En torno al suicidio de Loiseau se ha creado un maniqueo debate con mal olor

Rafael García Santos

¡Cuántas tergiversaciones y sandeces se han dicho y escrito con motivo del suicidio de Bernard Loiseau! Nadie con un mínimo de conocimiento sobre el mundillo culinario puede creerse que la tragedia tuvo como motivo el descenso de calificaciones en las guías gastronómicas. ¡Qué forma tan ruin de despotricar contra la crítica! Al cocinero de Saulieo se le habían caído sus anuncios de sopicaldos industriales en la televisión, hacían agua casi todos sus establecimientos, su cocina no pasaba de una notabilidad media... Su prestigio estaba en entredicho y, sobre todo, sus negocios en crisis. No pudo sobrevivir a la decadencia.

El suicidio del honorable Bernard Loiseau no va a servir para nada. Ojalá estuviera motivado porque la Gault Millau le quitó un punto en su guía. Paul Bocuse, auténtica momia viviente de la gastronomía, condecorado con tres estrellas en la infame Michelín ­la referencia de los sin referencia­, rebajado hasta perderse en medio del pelotón culinario en cualquier publicación o por cualquier firma ética, no se ha tomado ninguna ración de pastillitas para digerir su espesamiento. Ni Bocuse, que aprovecha la ocasión para injuriar a todos menos a la Michelín, ni ningún otro chef. Tampoco futbolistas, toreros, músicos o periodistas se han pegado un tiro por éste o aquel comentario. Ni se sabe de ninguna guía que ponga fin a su vida, ni siquiera profesional, por escuchar una opinión ajena adversa.

◆ DATOS PROPORCIONADOS
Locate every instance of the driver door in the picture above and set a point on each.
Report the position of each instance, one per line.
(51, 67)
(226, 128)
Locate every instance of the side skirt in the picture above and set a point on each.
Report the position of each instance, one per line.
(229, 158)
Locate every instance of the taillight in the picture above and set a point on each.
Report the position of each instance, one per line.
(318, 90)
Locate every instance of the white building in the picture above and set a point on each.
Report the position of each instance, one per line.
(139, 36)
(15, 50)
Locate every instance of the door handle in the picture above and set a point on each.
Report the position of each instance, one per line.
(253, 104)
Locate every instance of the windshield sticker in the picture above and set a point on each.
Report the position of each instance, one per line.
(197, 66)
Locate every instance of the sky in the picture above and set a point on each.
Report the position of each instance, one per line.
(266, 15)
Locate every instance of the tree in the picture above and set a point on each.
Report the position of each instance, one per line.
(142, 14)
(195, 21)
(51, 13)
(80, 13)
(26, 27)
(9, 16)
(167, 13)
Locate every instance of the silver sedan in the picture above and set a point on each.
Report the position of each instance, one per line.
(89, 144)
---
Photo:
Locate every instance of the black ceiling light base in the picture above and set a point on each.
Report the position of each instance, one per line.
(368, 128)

◆ OBJETIVO DE LA TAREA
Según el fragmento del texto, ¿con cuántas estrellas está condecorado Paul Bocuse en la Michelín? Responde, por favor, en una frase breve. Los datos son un material aparte, independiente del fragmento del texto.

◆ RESPUESTA
Con tres estrellas.